◆ GIVEN TEXT:
Interscorer and interobserver agreement

An independent observer listened to the audiotape recorded sessions and scored the passages for CRW and errors. To compute interscorer agreement, the total number of agreements for CRW and errors was divided by the total number of words in the passage, which represents all possible agreements plus disagreements. A total of 34.4% of all sessions (i.e., 11 of the 32 sessions) was assessed for interscorer agreement. The mean agreement was 99.2% (range, 95.1–100%) across all participants.

To compute interobserver agreement, the total number of agreements for occurrences was divided by the total number of agreements plus disagreements. Agreement was assessed on an interval-by-interval basis. A total of 34.4% of the direct observation sessions (11 of the 32 sessions) was assessed for interobserver agreement. The mean agreement was 91.5% (range, 79–100%).

Treatment integrity

Experimenter integrity

Observers were provided with a protocol that outlined the full treatment package (i.e., TP, CR, EC, and R). While observing the reading group, observers recorded whether each step was completed in the specified order. The total number of steps completed was divided by the total number of steps in the condition to yield the percentage of steps completed for each session. Treatment integrity was assessed for 34.4% of all sessions (i.e., 11 of the 32 sessions). The mean percentage of correctly implemented steps was 99.3% (range, 88–100%).

(Pointing records)

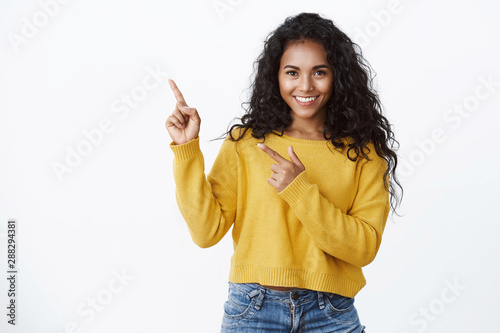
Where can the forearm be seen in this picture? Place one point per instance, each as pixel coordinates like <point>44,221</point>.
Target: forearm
<point>354,238</point>
<point>199,199</point>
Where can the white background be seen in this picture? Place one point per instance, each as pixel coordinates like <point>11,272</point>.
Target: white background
<point>115,212</point>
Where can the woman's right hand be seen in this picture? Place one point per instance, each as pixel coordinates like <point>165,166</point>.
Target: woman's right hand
<point>183,125</point>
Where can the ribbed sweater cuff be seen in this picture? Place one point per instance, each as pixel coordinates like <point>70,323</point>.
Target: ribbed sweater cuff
<point>186,150</point>
<point>296,188</point>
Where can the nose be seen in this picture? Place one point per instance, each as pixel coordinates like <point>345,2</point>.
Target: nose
<point>305,83</point>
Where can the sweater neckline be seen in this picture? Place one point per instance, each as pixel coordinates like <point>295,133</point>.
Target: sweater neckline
<point>304,141</point>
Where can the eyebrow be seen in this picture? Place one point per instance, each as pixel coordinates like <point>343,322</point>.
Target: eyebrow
<point>315,67</point>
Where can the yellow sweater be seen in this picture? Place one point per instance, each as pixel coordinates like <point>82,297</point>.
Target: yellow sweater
<point>316,234</point>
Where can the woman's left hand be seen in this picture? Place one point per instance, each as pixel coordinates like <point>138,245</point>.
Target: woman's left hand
<point>285,171</point>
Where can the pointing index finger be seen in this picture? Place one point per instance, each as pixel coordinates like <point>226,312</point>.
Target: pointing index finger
<point>273,154</point>
<point>177,92</point>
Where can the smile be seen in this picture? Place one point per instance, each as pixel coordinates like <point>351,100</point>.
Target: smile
<point>305,99</point>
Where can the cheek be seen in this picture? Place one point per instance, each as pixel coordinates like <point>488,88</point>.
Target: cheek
<point>326,88</point>
<point>285,88</point>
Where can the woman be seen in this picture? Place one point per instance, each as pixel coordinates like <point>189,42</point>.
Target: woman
<point>306,180</point>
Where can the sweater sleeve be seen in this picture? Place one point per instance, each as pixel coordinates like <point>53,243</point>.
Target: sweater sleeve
<point>208,204</point>
<point>354,236</point>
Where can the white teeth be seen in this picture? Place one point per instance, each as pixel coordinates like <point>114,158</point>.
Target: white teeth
<point>305,100</point>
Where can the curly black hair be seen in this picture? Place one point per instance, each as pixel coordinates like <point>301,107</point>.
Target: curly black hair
<point>353,111</point>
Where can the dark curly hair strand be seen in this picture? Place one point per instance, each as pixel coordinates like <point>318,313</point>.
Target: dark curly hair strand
<point>353,111</point>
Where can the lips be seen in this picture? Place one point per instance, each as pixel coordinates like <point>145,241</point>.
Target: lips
<point>304,101</point>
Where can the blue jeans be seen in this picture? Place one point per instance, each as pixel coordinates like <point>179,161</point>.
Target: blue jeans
<point>251,307</point>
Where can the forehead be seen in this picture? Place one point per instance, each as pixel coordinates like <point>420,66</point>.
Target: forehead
<point>305,53</point>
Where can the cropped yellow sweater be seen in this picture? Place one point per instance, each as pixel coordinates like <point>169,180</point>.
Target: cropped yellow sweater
<point>315,234</point>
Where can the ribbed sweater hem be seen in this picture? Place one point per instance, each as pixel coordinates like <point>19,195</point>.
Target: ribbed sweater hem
<point>288,277</point>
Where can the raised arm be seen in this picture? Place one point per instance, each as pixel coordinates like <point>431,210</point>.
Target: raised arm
<point>207,204</point>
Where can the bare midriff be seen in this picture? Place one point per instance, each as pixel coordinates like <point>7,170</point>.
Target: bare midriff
<point>278,288</point>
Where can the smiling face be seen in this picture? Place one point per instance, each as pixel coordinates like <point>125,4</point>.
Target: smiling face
<point>305,80</point>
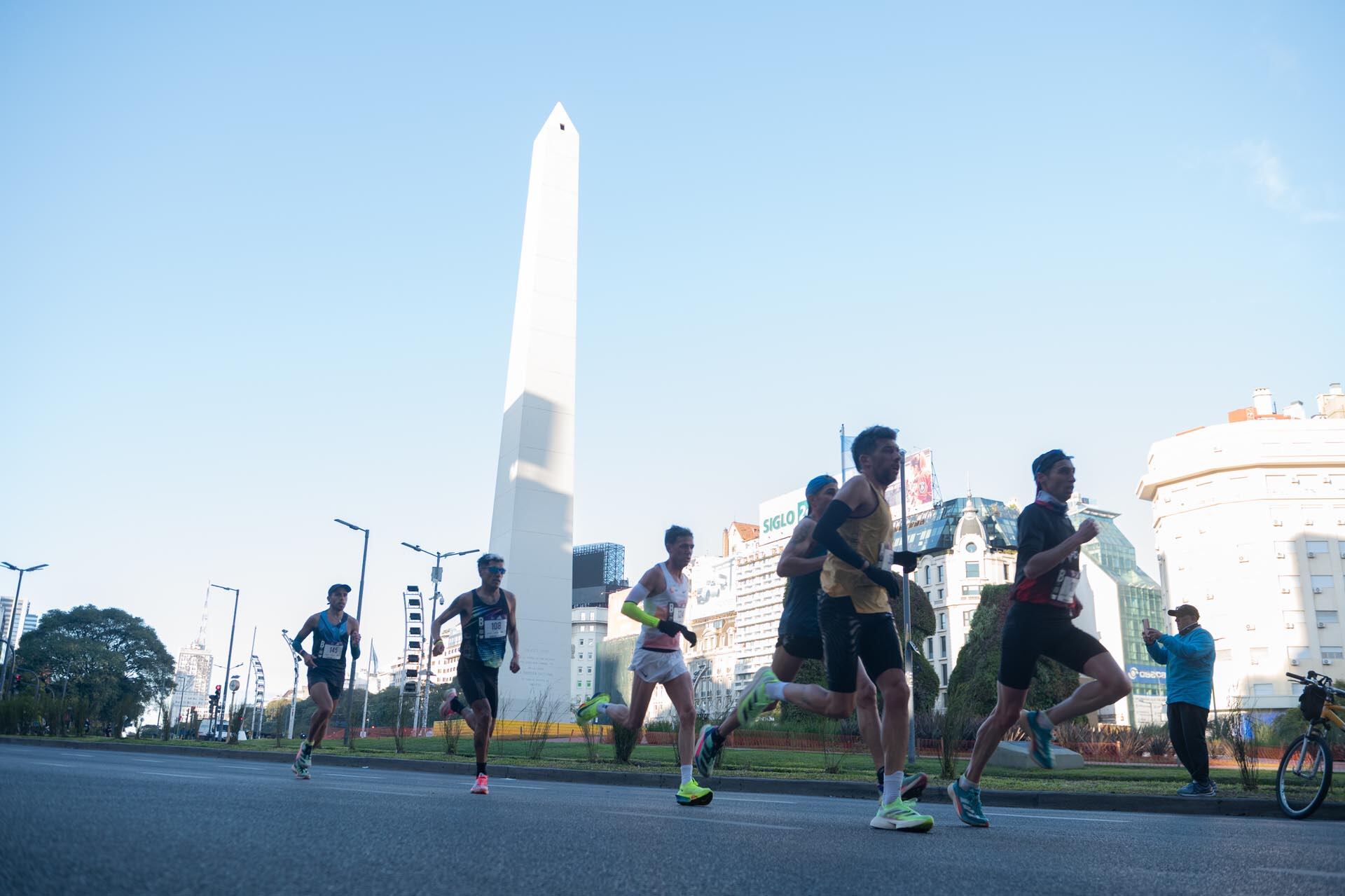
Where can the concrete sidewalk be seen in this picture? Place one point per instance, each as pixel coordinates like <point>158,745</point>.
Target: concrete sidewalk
<point>1244,806</point>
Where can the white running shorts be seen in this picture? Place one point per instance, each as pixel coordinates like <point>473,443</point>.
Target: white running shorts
<point>658,668</point>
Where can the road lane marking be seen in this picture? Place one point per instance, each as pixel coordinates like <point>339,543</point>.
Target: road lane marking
<point>1071,818</point>
<point>1304,871</point>
<point>709,821</point>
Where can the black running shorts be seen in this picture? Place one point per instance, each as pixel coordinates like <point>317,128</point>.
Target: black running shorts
<point>801,646</point>
<point>1040,630</point>
<point>334,678</point>
<point>849,635</point>
<point>479,682</point>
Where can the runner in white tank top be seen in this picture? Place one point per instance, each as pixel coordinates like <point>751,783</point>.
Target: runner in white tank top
<point>658,603</point>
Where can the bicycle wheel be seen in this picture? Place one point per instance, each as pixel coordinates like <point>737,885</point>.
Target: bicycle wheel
<point>1305,776</point>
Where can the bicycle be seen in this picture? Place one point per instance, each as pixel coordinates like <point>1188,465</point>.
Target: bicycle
<point>1305,771</point>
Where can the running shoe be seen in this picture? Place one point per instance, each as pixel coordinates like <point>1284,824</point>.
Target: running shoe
<point>754,698</point>
<point>587,710</point>
<point>900,815</point>
<point>447,707</point>
<point>966,802</point>
<point>706,751</point>
<point>1040,739</point>
<point>912,787</point>
<point>302,766</point>
<point>1194,789</point>
<point>691,794</point>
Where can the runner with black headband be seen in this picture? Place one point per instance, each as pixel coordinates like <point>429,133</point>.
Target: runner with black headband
<point>488,616</point>
<point>1039,625</point>
<point>801,640</point>
<point>857,622</point>
<point>333,631</point>
<point>658,602</point>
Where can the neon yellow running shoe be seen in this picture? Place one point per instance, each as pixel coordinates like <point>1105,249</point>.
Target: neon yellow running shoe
<point>587,710</point>
<point>755,701</point>
<point>691,794</point>
<point>902,815</point>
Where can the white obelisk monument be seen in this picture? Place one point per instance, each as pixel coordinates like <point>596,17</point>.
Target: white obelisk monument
<point>534,485</point>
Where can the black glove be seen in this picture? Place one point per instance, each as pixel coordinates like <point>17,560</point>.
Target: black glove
<point>883,577</point>
<point>907,560</point>
<point>672,630</point>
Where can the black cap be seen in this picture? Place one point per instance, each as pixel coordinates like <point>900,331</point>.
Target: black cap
<point>1045,462</point>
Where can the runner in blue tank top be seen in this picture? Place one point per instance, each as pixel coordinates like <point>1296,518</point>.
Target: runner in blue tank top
<point>333,630</point>
<point>488,621</point>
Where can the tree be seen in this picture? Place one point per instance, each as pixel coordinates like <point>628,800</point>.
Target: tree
<point>972,688</point>
<point>108,659</point>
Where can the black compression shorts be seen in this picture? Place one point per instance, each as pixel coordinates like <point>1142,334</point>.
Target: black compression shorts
<point>1040,630</point>
<point>849,635</point>
<point>479,682</point>
<point>334,678</point>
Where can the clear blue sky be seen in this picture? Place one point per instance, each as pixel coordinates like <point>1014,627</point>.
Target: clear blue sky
<point>257,267</point>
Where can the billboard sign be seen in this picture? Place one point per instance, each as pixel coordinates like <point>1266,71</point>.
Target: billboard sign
<point>712,587</point>
<point>780,516</point>
<point>920,488</point>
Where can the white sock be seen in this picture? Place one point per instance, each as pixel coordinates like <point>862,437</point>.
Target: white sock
<point>892,786</point>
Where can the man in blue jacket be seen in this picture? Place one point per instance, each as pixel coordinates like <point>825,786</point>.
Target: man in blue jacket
<point>1189,657</point>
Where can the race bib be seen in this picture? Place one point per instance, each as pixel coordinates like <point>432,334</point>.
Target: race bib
<point>1064,591</point>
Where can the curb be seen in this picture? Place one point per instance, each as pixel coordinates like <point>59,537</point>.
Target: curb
<point>1246,808</point>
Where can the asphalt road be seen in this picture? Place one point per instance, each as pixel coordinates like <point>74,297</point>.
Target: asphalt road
<point>112,822</point>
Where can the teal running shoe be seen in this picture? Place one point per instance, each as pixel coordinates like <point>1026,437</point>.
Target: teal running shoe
<point>587,710</point>
<point>966,802</point>
<point>902,815</point>
<point>755,701</point>
<point>1040,739</point>
<point>706,751</point>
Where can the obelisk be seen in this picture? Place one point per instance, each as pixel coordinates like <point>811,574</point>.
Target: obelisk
<point>534,485</point>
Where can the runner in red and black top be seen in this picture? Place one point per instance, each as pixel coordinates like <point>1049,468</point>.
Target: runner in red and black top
<point>1039,625</point>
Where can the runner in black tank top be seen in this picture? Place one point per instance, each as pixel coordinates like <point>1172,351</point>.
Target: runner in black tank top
<point>801,640</point>
<point>336,634</point>
<point>488,622</point>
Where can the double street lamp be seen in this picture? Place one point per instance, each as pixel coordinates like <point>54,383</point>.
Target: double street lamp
<point>14,619</point>
<point>359,607</point>
<point>229,657</point>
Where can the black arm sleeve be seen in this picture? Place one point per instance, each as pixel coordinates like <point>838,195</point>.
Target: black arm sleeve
<point>827,535</point>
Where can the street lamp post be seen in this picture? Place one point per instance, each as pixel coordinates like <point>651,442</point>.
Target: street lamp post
<point>229,657</point>
<point>436,576</point>
<point>294,693</point>
<point>14,618</point>
<point>359,607</point>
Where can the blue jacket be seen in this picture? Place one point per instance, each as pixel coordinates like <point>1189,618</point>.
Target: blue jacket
<point>1191,665</point>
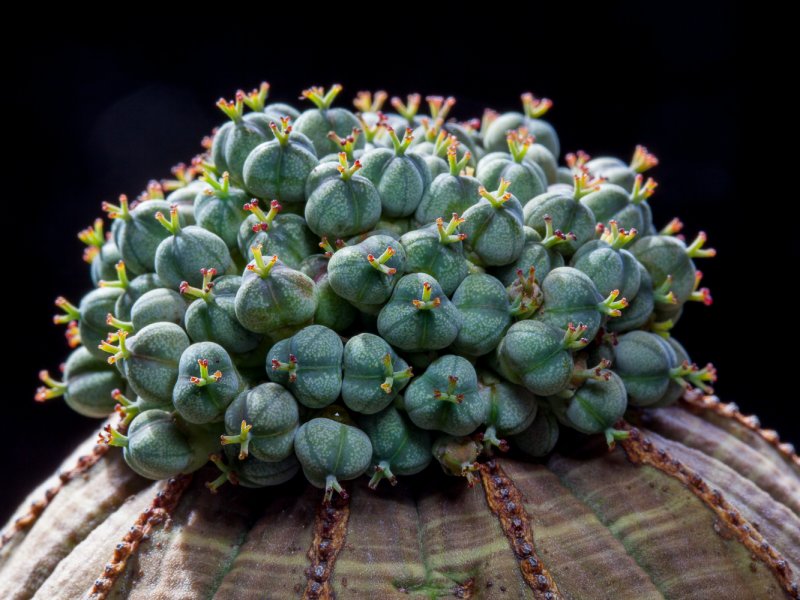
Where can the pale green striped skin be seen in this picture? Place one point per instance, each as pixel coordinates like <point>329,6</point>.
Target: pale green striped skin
<point>644,536</point>
<point>94,308</point>
<point>571,297</point>
<point>160,305</point>
<point>152,367</point>
<point>663,256</point>
<point>90,382</point>
<point>180,257</point>
<point>276,171</point>
<point>483,303</point>
<point>315,124</point>
<point>569,215</point>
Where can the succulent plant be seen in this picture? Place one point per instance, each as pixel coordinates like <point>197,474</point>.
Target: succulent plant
<point>538,322</point>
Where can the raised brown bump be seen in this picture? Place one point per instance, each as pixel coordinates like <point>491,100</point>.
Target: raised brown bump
<point>506,502</point>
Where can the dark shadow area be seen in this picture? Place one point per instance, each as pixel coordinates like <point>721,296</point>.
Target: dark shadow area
<point>93,116</point>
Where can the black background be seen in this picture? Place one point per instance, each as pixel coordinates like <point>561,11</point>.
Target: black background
<point>96,113</point>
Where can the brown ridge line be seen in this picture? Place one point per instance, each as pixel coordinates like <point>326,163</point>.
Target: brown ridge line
<point>506,502</point>
<point>731,410</point>
<point>154,515</point>
<point>26,521</point>
<point>641,451</point>
<point>330,529</point>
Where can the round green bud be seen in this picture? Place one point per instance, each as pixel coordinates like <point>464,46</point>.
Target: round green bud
<point>207,383</point>
<point>419,316</point>
<point>262,421</point>
<point>483,303</point>
<point>274,298</point>
<point>373,374</point>
<point>330,451</point>
<point>398,446</point>
<point>309,364</point>
<point>445,397</point>
<point>367,272</point>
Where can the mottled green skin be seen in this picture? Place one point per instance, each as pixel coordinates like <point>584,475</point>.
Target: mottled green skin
<point>275,171</point>
<point>425,253</point>
<point>90,382</point>
<point>152,367</point>
<point>401,180</point>
<point>510,409</point>
<point>608,268</point>
<point>214,319</point>
<point>137,287</point>
<point>157,448</point>
<point>254,473</point>
<point>397,442</point>
<point>157,306</point>
<point>495,235</point>
<point>595,407</point>
<point>234,142</point>
<point>250,364</point>
<point>353,278</point>
<point>675,389</point>
<point>273,413</point>
<point>409,328</point>
<point>276,110</point>
<point>534,254</point>
<point>332,310</point>
<point>102,267</point>
<point>428,412</point>
<point>94,309</point>
<point>571,297</point>
<point>319,365</point>
<point>638,312</point>
<point>339,207</point>
<point>468,141</point>
<point>540,155</point>
<point>205,404</point>
<point>398,227</point>
<point>540,437</point>
<point>527,178</point>
<point>643,361</point>
<point>327,448</point>
<point>364,373</point>
<point>181,256</point>
<point>664,255</point>
<point>569,215</point>
<point>186,195</point>
<point>139,236</point>
<point>482,301</point>
<point>288,238</point>
<point>316,123</point>
<point>283,299</point>
<point>614,202</point>
<point>532,354</point>
<point>436,166</point>
<point>494,139</point>
<point>221,213</point>
<point>447,194</point>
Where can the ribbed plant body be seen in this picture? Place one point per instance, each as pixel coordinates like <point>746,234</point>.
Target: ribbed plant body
<point>352,297</point>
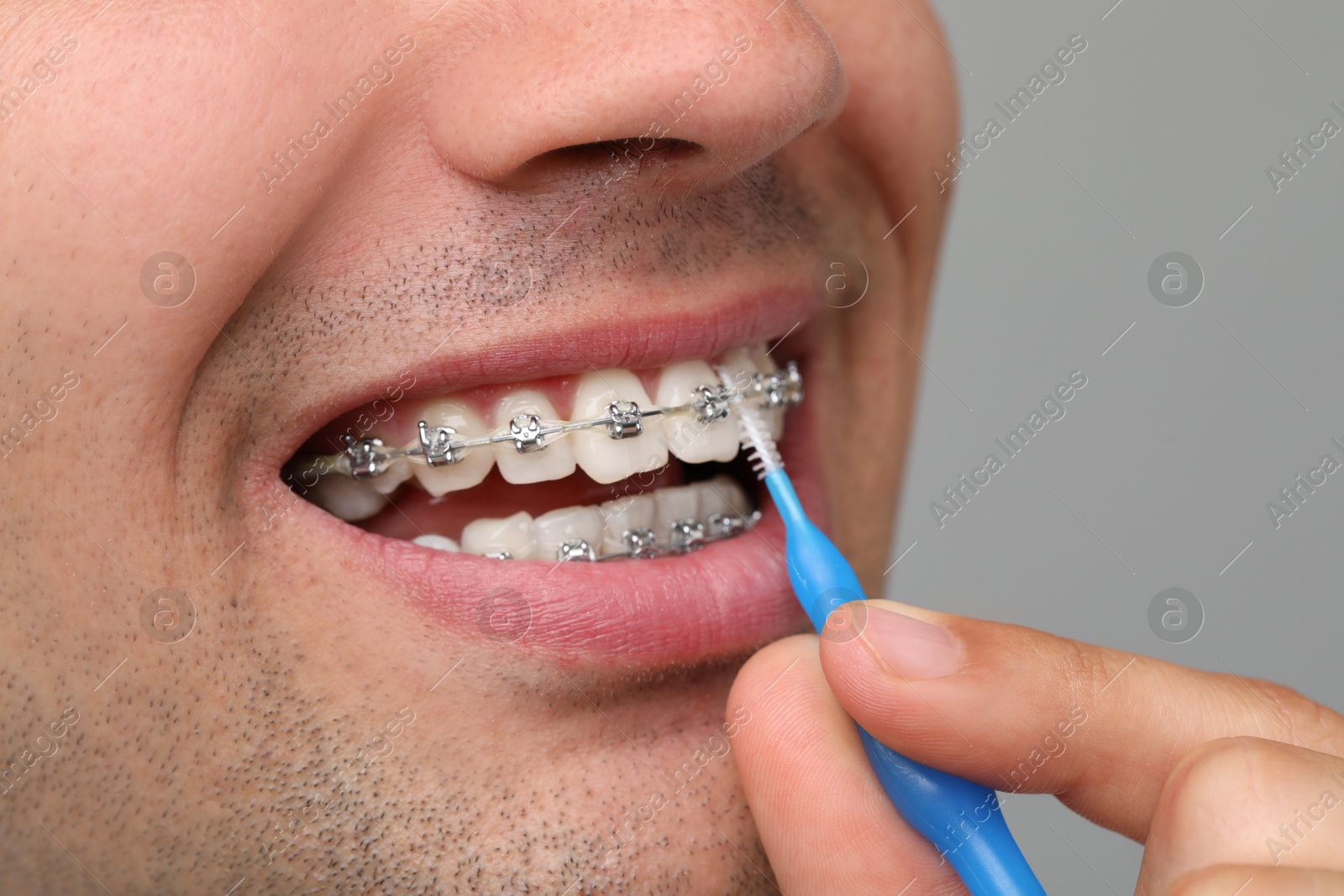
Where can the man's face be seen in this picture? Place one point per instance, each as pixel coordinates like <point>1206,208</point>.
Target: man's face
<point>234,231</point>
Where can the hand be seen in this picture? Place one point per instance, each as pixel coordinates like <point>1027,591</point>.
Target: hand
<point>1225,779</point>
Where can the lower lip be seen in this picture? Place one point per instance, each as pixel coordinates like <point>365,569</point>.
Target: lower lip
<point>718,602</point>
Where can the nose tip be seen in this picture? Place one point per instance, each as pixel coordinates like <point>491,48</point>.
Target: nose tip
<point>710,89</point>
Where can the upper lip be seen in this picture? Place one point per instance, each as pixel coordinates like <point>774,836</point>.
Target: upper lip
<point>633,342</point>
<point>727,600</point>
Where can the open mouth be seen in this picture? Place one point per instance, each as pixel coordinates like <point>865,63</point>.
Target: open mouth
<point>598,516</point>
<point>606,465</point>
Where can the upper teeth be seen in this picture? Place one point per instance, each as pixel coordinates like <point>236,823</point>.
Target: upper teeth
<point>609,438</point>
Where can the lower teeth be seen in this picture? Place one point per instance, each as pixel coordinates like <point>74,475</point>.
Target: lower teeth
<point>625,528</point>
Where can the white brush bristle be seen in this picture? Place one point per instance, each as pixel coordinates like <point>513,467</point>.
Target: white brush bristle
<point>756,438</point>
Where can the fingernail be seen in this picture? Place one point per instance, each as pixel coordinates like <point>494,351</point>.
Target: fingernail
<point>913,647</point>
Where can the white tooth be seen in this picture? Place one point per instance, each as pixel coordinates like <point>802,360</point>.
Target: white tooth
<point>743,364</point>
<point>437,542</point>
<point>568,524</point>
<point>515,533</point>
<point>629,512</point>
<point>761,358</point>
<point>685,437</point>
<point>347,497</point>
<point>476,463</point>
<point>604,458</point>
<point>555,461</point>
<point>722,495</point>
<point>671,504</point>
<point>396,472</point>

◆ EXERCISE INSTRUCTIONS:
Answer these questions using the text on scoring agreement and treatment integrity:
(a) What was the mean interscorer agreement across all participants?
(b) On what basis was interobserver agreement assessed?
(c) What was the mean percentage of correctly implemented steps?

◆ SOLUTION TO THE PROBLEM:
(a) 99.2% (range, 95.1–100%)
(b) Interval-by-interval
(c) 99.3% (range, 88–100%)